● **Document passage**:

--- START ---

According to researchers at the University of California, a postman named Rudolph Hass bought some avocado seeds in 1926 and planted them at is home in La Habra Heights, in Los Angeles County. One of the trees bore no fruit and Hass wanted to cut it down. But his children talked him out of it, and the tree was allowed to continue growing unattended.
Years later, the Haas children realized that the tree had produced something: a fruit with a more oily taste than traditional avocados. It had a thick, rough outer skin. But despite its outward appearance, Hass found be preferred the taste. Hass got a patent in 1935 and grew the trees in abundance. The Hass avocado did not take off during Rudelph’s life. But today, this variety is the most popular in the world, accounting for about 80 percent of avocados consumed across the globe.
3. Blame the Weather: Weak Harvests and High Demand Are the Reason Why the Guacamole Costs Extra
We’re all aware that it costs extra to add guacamole to your burrito. The reason for this is two-fold: the nature of how avocados are grown and the skyrocketing demand across the United States.
Harvesting avocados is difficult. The trees are “alternate bearing crops.” The California Avocado Commission explains that this means that one year, farmers will be able to harvest the crop in large quantities. That’ll be followed by a smaller yield the next year. One factor is that avocados require a lot of water. If California does not get adequate rainfall, that means fewer avocados.

--- END ---

● **Information given**:
--- START ---

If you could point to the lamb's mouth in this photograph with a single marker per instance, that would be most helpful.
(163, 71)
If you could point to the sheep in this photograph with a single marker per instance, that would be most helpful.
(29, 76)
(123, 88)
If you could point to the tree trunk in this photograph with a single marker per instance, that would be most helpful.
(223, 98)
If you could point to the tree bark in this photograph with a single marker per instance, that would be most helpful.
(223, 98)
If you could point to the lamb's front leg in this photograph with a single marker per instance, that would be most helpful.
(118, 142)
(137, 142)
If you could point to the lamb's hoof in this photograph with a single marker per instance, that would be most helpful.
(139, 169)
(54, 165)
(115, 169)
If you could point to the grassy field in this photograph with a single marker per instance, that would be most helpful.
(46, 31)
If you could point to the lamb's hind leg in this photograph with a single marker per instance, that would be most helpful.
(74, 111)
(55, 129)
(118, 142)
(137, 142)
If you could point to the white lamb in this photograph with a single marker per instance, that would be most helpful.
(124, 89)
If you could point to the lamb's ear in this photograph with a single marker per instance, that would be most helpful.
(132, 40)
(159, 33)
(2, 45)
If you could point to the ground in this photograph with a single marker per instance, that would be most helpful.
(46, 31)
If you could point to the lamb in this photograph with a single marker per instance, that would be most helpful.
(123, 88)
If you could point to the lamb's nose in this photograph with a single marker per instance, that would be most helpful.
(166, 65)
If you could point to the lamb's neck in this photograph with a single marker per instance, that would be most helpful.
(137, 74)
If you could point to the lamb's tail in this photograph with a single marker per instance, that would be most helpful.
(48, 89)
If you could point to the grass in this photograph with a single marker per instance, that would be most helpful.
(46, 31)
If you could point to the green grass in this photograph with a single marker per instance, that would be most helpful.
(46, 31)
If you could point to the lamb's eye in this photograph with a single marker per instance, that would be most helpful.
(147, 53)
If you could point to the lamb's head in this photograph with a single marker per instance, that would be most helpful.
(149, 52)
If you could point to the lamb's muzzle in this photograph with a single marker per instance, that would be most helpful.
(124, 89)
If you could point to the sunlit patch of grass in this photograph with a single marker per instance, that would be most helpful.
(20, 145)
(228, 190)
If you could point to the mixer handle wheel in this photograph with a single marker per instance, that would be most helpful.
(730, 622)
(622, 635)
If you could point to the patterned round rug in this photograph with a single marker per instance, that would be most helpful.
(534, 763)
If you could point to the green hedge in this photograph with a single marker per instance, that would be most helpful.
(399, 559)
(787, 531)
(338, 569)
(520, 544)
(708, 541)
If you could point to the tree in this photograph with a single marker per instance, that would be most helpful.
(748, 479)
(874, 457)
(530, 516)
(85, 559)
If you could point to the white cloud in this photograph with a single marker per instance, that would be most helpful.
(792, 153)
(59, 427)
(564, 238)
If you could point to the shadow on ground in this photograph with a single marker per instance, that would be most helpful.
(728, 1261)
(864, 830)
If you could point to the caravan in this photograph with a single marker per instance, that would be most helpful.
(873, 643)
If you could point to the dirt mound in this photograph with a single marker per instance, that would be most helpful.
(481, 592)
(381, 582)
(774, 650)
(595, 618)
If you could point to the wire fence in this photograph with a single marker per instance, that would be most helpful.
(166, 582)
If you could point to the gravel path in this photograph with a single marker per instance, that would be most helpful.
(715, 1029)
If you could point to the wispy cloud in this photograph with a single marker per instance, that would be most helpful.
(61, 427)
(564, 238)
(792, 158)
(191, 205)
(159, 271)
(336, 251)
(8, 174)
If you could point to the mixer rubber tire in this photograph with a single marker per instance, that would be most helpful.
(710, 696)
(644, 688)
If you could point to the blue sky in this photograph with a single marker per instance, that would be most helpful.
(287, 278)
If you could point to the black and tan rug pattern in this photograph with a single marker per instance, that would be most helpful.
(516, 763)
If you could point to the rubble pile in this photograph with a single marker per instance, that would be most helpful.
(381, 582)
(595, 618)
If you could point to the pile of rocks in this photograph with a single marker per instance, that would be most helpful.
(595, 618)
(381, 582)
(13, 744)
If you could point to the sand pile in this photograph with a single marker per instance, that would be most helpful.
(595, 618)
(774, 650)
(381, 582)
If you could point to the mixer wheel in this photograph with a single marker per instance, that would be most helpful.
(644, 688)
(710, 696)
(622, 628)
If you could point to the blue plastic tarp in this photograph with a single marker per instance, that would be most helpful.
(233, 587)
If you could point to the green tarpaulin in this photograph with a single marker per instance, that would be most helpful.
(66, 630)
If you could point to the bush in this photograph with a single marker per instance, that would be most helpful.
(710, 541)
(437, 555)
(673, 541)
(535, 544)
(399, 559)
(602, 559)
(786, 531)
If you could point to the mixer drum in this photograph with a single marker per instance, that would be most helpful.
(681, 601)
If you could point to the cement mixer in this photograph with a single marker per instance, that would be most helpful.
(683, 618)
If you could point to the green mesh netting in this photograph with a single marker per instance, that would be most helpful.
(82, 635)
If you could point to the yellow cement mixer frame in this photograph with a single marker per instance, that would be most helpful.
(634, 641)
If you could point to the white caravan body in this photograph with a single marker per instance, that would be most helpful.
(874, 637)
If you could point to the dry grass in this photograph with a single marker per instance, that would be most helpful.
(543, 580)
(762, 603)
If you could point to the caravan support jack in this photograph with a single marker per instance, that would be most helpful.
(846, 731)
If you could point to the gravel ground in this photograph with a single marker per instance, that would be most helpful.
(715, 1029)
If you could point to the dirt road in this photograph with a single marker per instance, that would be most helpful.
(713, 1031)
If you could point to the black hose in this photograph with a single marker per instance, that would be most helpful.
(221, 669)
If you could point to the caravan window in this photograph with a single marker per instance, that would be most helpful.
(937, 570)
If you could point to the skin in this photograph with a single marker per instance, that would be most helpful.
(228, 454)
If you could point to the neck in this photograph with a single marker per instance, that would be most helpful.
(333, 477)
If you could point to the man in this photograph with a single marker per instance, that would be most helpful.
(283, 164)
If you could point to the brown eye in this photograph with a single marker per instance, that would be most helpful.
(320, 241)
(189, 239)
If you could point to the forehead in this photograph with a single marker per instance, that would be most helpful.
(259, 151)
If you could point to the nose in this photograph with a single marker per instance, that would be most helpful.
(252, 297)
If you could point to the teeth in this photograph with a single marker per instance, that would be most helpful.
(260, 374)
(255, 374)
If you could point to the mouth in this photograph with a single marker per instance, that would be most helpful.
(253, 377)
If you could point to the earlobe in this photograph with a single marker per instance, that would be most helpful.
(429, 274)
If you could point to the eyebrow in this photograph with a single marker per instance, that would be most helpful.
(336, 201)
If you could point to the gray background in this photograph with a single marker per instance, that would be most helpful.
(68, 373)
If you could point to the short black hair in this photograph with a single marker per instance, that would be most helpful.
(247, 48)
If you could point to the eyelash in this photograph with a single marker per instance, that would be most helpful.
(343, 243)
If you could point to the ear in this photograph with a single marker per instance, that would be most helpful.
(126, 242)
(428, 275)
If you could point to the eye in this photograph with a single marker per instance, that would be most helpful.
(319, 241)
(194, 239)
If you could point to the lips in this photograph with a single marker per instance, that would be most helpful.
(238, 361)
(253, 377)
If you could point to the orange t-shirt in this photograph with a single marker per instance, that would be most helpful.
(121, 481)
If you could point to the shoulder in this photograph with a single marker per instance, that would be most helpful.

--- END ---

● **Exercise brief**:
Reproduce the avocado passage above, word for word, from "Harvesting avocados is" down to "means fewer avocados.".

● **Task output**:
Harvesting avocados is difficult. The trees are “alternate bearing crops.” The California Avocado Commission explains that this means that one year, farmers will be able to harvest the crop in large quantities. That’ll be followed by a smaller yield the next year. One factor is that avocados require a lot of water. If California does not get adequate rainfall, that means fewer avocados.